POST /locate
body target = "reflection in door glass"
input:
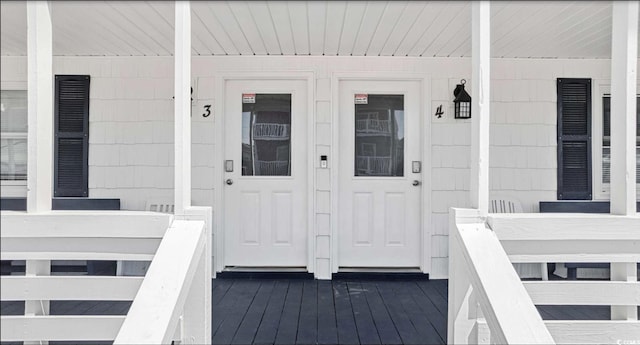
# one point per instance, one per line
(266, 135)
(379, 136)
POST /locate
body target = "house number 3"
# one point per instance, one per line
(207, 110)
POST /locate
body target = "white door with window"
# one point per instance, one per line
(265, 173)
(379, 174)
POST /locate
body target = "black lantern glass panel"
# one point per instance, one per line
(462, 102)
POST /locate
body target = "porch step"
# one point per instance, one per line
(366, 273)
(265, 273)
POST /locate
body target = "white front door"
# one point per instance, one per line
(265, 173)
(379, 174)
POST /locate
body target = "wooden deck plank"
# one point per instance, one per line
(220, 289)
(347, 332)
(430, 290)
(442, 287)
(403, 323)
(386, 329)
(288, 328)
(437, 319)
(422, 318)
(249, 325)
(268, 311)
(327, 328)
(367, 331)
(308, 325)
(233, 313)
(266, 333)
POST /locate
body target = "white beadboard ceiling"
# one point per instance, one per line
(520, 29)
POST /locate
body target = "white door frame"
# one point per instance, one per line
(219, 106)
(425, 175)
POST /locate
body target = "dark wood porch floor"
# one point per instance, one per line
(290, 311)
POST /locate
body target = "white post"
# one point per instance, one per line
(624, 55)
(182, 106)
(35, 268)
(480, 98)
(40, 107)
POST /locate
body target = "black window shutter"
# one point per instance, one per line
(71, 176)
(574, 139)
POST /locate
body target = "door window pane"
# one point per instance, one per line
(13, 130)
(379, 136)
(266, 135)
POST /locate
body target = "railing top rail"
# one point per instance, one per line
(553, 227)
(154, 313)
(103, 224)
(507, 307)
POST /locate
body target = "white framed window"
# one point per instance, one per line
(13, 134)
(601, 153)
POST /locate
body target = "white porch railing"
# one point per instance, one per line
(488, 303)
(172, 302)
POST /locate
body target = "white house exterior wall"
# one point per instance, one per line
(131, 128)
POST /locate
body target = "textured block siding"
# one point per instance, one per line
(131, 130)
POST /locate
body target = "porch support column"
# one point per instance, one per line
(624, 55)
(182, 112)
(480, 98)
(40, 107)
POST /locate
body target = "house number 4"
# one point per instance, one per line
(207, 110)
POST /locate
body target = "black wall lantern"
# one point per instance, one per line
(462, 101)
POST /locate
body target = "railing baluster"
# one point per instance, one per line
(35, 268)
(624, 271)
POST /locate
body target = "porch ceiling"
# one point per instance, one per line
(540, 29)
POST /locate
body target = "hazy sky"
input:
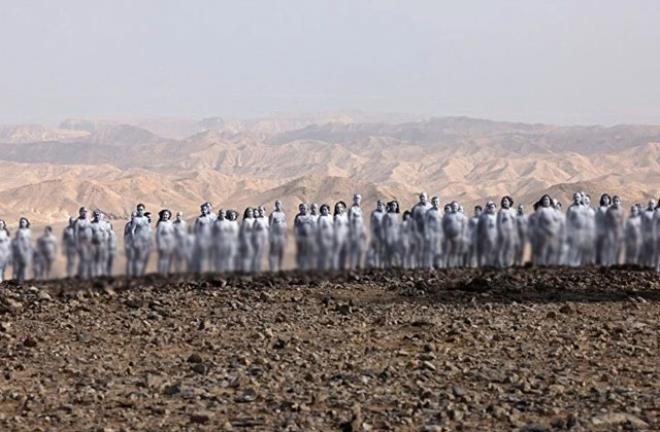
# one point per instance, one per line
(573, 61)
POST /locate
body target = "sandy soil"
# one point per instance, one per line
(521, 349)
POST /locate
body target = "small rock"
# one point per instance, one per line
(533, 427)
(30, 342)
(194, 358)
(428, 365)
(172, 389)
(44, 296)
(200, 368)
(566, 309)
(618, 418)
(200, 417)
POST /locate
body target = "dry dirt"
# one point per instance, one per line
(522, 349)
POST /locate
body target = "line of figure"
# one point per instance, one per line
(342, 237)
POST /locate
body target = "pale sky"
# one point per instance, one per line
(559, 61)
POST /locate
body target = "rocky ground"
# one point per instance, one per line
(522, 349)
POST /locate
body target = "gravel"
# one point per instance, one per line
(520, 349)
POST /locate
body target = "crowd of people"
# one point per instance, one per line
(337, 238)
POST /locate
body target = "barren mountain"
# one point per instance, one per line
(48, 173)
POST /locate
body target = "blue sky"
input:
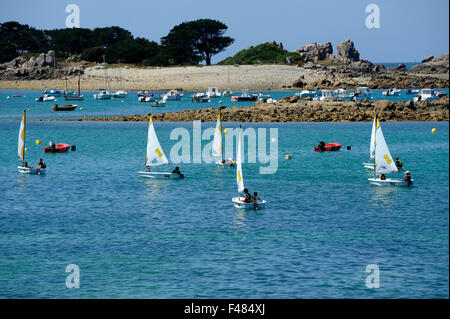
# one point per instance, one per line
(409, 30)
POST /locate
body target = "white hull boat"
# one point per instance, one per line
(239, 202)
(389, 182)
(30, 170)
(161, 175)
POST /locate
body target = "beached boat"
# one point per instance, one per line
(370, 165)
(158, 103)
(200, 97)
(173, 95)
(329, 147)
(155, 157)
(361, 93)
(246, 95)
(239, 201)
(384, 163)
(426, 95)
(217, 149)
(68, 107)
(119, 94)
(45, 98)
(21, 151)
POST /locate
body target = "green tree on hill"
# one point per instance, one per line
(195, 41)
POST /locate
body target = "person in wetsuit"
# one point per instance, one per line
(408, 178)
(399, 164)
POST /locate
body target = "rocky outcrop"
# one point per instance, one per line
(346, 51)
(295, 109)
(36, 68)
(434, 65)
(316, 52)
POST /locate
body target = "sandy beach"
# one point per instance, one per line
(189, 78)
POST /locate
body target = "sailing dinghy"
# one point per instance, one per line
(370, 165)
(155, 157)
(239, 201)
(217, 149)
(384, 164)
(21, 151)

---

Problem requirements:
Every record gets retyped exactly; no picture goes into the copy.

Exercise response:
POST /locate
body target = "reflection in door glass"
input:
# one point per instance, one per line
(266, 135)
(379, 136)
POST /locate
body target = "house number 3"
# one point per instance, one per line
(207, 110)
POST /locate
body target = "white door with window"
# one point per instance, one per line
(265, 173)
(379, 174)
POST /locate
body target = "black lantern glass panel"
# one point per instance, one per line
(462, 102)
POST /locate
body target = "porch step"
# one point per instance, one per line
(366, 273)
(265, 273)
POST /locate
body target = "white front door"
# one point per instance, one per line
(265, 173)
(379, 174)
POST /locate
body target = "wooden deck plank"
# one point per instance, one per line
(220, 289)
(347, 332)
(430, 290)
(442, 287)
(403, 323)
(386, 329)
(288, 328)
(437, 319)
(422, 318)
(249, 325)
(268, 311)
(327, 328)
(367, 331)
(308, 325)
(233, 313)
(266, 333)
POST /locate
body target = "white beadboard ceiling"
# one point per instance, one per line
(520, 29)
POST /locate
body target = "white door frame"
# one point per instance, one per line
(219, 106)
(425, 175)
POST /locate
body target = "dark wood porch floor"
# one point per instance, one per line
(290, 311)
POST /locate
body target = "white post"
# one point per instance, one per line
(624, 55)
(182, 106)
(35, 268)
(480, 98)
(40, 107)
POST /locate
body target = "black window shutter"
# one point per instance, one per line
(71, 176)
(574, 139)
POST /locate
body target = "door window pane"
# one point per instance, one per line
(13, 130)
(379, 136)
(266, 135)
POST /locate
body target = "railing top rail"
# one point per instance, one per line
(553, 227)
(154, 313)
(103, 224)
(507, 307)
POST /locate
body target = "white framed window"
# one point per instance, one per line
(13, 134)
(601, 153)
POST /locate
body target = "white porch railing"
# one point per instance, one per line
(488, 303)
(172, 302)
POST /locate
body target = "white house exterior wall"
# one point per instance, one per line
(131, 128)
POST /locate
body target = "textured block siding"
# one point per instance, one per line
(131, 130)
POST /locate
body target = "porch support column"
# one point per instance, one per line
(624, 55)
(182, 112)
(480, 98)
(40, 107)
POST /locate
body target = "house number 4"
# one point per instance, one per line
(207, 110)
POST /locate
body target = "black wall lantern"
# one point per instance, one per line
(462, 101)
POST /locate
body target = "railing baluster"
# one point per instance, one per line
(35, 268)
(624, 271)
POST /locate
body target = "porch ceiling"
# one point per instance, one per line
(540, 29)
POST /locate
body target = "hazy sky"
input:
# one point per instance, one per line
(573, 61)
POST /locate
body target = "sandy soil"
# one point per instance, one per line
(521, 349)
POST /locate
body target = "small rock"
# one point per instance, one per line
(533, 427)
(30, 342)
(194, 358)
(428, 365)
(172, 389)
(44, 296)
(200, 368)
(566, 309)
(618, 418)
(200, 417)
POST /locate
body target = "dry dirt"
# one point per instance, one per line
(522, 349)
POST /locate
body target = "line of figure"
# one point per instance, one per line
(342, 237)
POST /locate
body target = "pale sky"
# one point per instance, one per line
(559, 61)
POST /locate
body target = "rocky ground"
# one point per instance, one per line
(522, 349)
POST /locate
body target = "gravel"
# one point per instance, one per line
(520, 349)
POST /locate
body target = "crowd of people"
# one point per instance, one per line
(337, 238)
POST /locate
body target = "barren mountain"
# one point per instance, one per line
(48, 173)
POST /locate
body target = "blue sky"
input:
# one point per instance, one per line
(409, 30)
POST /locate
body target = "white hull boat"
# one point per instance, one per line
(239, 202)
(389, 182)
(30, 170)
(161, 175)
POST /locate
body target = "beached boat"
# one point per instance, one per line
(370, 165)
(158, 103)
(200, 97)
(173, 95)
(329, 147)
(155, 157)
(361, 93)
(246, 95)
(239, 201)
(384, 163)
(426, 95)
(217, 149)
(68, 107)
(119, 94)
(45, 98)
(21, 151)
POST /locate
body target = "green tree on hill"
# one point per instance, one per line
(195, 41)
POST /locate
body target = "person in wetsuit"
# one point per instance, one per line
(408, 178)
(399, 164)
POST /locate
body target = "rocky outcrop"
# one point per instance, one per line
(346, 51)
(295, 109)
(36, 68)
(434, 65)
(316, 52)
POST /locate
body target = "sandy beach"
# one point per instance, one per line
(189, 78)
POST /locate
body target = "sailing dinghy"
# one point per instance, one per line
(370, 165)
(155, 157)
(239, 201)
(217, 149)
(384, 164)
(21, 151)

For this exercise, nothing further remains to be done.